● PROBLEM STATEMENT:
Please answer these questions using the account below.
(a) At what age was the writer left on the side of the road?
(b) To what country had the writer's mother moved?
(c) How old does the writer say they are now?
---------- SOURCE EXTRACT
Child Abuse Story From Whitney1
by Whitney
(Mexico)
My mother was a raging alcoholic and my dad was dead. She left me on the side of the road when I was 3 years old. I was adopted by my grandparents (her parents). They chose to never tell me that I was adopted, so when they both passed away when I turned 10, I found out. I was all alone and was going to be sent to an orphanage. Instead I chose to look for my mom.
I was in and out of foster homes for the next three years until I finally found her when I was thirteen. She had moved to Mexico, married a Mexican and had two girls of her own. I arrived and she took me in. I was so happy to have a family. Everyone treated me like I was part of the family. My stepfather was the nicest out of everyone...he would take me to my soccer games and really participate in everything I did.
After about a year of living with them, my stepdad started taking cocaine. He was no longer the person that I had come to love so much. He began coming home and hitting me. At first it wasn't bad/ He always apologized afterwards, but after about 6 months he really started to hit me.
I remember one night I was babysitting my sisters and he came in with a rage and started to kick me and punch me while I was on my bed. I told my mom what happened, but she did not believe me, so it went on for 2 years. He never hit his daughters. He always would take it out on me. He also began looking at me in a different way. One night he came into my room, covered my face with a pillow and well you know the rest.
I hated him and I hated my mother. I could not grasp the reason this was happening to me. I was so ashamed to look at anyone, to move, to breathe and to even live. After about 3 months of living in hate...I decided to end it all. I took a razor and cut my wrists. Unfortunately, I was rushed to the hospital and they were able to "save" me. I hated that even more. I just wanted to escape.
The beatings and rape continued for 5 years. When I turned 16, I was done. I was lying on the couch, watching a movie when he arrived home. He automatically came over and kicked me off the couch (I hated him more than anyone could possibly hate another human being) so I said no and I stayed put. He then continued punching me. I then stood up and with all my hate and anger I punched him right in the nose! I grabbed a bat and went after him...then I ran... got into my mom's car and drove to where she was. I arrived with a bloody lip and messy hair. She was sitting with her friends having coffee. I went up to her screaming, "Now do you believe me? Look at me, look what he does all the time, everyday!" Instead of believing me she got angry and demanded that I go home. I left, but I never went home again. I guess I was scared that he was going to kill me.
I started living on my own and have been on my own ever since. I am now 22 years old and I survived. I am not saying that I am ok, because I am never ok, and I think I never will be. Every time I close my eyes to sleep I see him. I have a severe case of insomnia because I am too scared to sleep. This is my story. It is an ongoing battle. All I ever wanted was a family, and instead I received punishment for something I will never understand. I wanted to feel loved and instead I was abused.
--------------------
---------- EXTRACTED ENTRIES
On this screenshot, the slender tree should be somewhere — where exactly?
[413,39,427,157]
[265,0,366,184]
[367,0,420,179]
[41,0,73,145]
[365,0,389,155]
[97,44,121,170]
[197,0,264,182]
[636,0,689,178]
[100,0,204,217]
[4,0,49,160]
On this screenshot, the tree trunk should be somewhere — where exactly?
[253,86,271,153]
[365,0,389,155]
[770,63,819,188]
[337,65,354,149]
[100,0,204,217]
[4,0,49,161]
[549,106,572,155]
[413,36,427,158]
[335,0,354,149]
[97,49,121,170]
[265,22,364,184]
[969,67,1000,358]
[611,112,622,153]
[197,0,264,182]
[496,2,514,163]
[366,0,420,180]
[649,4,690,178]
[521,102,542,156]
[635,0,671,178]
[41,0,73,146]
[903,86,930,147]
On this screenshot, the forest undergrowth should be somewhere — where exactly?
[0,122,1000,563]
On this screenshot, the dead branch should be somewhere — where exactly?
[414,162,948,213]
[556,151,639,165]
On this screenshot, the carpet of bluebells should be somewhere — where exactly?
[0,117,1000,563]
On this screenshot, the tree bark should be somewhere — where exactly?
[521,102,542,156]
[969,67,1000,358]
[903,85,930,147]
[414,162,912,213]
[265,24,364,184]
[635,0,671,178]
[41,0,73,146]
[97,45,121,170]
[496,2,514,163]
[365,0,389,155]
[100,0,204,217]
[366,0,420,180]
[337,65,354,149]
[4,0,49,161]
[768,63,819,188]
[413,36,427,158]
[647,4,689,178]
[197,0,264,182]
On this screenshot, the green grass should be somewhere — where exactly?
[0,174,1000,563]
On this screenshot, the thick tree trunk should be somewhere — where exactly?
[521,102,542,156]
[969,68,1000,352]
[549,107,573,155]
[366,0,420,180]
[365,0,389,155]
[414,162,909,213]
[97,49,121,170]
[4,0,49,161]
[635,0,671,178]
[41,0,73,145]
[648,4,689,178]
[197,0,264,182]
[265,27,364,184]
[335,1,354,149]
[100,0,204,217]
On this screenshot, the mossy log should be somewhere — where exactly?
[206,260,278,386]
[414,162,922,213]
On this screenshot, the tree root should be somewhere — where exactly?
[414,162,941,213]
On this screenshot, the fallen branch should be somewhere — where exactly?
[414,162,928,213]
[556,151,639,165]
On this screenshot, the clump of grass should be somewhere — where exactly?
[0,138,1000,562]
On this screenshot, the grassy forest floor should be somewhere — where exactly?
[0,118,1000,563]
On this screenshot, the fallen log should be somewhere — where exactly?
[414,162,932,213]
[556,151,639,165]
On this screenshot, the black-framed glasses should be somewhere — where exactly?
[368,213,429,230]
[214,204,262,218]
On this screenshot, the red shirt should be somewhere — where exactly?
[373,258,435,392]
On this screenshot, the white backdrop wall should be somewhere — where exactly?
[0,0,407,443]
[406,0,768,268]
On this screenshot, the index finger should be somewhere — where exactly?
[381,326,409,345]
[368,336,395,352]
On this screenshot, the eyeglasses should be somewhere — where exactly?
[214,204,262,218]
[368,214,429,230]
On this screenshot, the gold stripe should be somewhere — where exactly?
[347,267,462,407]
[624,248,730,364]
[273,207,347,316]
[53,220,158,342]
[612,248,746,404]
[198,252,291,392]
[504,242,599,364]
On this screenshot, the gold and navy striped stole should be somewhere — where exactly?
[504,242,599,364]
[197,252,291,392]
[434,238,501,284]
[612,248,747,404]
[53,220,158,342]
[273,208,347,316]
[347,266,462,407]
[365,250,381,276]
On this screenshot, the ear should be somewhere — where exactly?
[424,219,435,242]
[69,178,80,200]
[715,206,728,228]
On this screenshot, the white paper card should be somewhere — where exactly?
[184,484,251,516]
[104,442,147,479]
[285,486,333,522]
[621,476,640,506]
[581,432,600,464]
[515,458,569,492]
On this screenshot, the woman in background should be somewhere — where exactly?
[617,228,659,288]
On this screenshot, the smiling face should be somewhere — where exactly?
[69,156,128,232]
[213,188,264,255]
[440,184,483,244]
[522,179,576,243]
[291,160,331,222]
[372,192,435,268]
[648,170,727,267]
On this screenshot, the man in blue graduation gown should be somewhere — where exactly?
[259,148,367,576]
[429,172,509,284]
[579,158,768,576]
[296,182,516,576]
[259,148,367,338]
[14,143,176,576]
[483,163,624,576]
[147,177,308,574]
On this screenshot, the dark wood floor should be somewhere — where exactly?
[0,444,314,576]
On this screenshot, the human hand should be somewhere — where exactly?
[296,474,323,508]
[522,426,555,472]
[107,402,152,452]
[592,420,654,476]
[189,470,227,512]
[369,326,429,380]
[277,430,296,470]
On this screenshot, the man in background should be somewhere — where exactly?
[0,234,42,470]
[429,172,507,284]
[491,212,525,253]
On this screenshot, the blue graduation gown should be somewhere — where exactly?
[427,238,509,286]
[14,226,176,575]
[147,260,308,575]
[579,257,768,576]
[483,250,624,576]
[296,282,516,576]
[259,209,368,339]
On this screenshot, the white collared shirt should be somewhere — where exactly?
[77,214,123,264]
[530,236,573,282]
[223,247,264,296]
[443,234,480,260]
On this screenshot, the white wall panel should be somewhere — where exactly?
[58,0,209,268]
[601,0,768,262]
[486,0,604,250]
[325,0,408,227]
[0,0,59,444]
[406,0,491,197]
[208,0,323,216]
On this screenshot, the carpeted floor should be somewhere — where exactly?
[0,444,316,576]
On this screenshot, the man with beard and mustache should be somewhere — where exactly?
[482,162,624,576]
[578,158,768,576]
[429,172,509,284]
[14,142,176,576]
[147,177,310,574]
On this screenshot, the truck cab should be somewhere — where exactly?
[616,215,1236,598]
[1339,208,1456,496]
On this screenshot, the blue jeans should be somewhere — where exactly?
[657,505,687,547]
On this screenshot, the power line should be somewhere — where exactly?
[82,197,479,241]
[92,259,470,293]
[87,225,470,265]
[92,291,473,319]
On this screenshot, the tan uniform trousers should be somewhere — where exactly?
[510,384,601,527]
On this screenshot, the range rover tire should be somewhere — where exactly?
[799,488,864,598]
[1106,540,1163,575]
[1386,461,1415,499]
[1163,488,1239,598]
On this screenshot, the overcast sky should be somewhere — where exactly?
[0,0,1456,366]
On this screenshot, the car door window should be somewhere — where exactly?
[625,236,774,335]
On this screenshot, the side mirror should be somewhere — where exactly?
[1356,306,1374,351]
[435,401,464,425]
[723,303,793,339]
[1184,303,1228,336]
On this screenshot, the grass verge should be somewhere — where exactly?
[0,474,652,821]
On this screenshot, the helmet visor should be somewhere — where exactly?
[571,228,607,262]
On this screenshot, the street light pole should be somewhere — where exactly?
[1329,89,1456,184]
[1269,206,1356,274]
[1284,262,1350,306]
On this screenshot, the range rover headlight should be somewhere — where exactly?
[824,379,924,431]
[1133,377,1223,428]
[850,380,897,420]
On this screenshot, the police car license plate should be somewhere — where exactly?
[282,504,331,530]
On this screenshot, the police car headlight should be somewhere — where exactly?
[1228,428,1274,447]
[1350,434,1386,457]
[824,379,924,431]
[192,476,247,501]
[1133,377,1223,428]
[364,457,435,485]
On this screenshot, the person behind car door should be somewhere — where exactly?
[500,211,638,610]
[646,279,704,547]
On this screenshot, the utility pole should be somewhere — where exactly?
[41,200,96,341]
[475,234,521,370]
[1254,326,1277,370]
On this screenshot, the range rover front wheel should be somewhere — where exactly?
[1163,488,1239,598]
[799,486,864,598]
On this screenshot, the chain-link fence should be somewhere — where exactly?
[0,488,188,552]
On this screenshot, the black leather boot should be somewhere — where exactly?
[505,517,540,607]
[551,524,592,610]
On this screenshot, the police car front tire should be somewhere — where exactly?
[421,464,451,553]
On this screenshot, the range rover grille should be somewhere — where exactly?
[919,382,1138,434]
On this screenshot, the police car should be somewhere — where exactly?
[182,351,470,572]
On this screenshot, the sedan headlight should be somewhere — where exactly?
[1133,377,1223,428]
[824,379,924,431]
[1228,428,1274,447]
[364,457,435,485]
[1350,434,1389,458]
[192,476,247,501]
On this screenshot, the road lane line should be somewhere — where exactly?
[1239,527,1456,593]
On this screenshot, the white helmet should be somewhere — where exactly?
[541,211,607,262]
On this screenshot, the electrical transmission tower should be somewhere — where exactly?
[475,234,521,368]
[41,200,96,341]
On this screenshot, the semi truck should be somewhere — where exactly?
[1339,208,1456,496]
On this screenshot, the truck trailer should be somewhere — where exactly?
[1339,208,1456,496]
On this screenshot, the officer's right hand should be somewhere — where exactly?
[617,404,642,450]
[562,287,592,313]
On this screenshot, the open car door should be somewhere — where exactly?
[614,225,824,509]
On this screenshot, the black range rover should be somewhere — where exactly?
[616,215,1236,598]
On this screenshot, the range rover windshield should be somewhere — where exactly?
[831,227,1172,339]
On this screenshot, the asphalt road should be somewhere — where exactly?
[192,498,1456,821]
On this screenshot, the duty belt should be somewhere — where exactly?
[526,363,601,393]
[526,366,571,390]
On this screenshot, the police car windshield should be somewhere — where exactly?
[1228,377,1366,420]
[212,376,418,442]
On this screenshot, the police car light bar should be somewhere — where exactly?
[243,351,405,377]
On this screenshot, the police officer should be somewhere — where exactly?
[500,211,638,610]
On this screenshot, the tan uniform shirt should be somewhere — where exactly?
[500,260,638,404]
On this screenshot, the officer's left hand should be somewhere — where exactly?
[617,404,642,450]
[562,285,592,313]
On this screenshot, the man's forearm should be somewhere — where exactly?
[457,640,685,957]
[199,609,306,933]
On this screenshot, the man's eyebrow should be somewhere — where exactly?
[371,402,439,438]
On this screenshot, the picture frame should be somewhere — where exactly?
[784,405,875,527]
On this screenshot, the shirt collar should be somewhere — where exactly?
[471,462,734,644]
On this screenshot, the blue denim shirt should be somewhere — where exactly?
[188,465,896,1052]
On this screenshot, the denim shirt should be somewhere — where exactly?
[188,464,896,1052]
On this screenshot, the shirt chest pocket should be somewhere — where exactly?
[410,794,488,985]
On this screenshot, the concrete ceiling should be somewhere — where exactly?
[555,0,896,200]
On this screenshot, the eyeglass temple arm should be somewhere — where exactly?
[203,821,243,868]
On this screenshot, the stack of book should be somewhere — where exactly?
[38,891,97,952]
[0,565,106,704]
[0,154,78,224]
--------------------
● ANSWER BOX:
(a) 3 years old
(b) Mexico
(c) 22 years old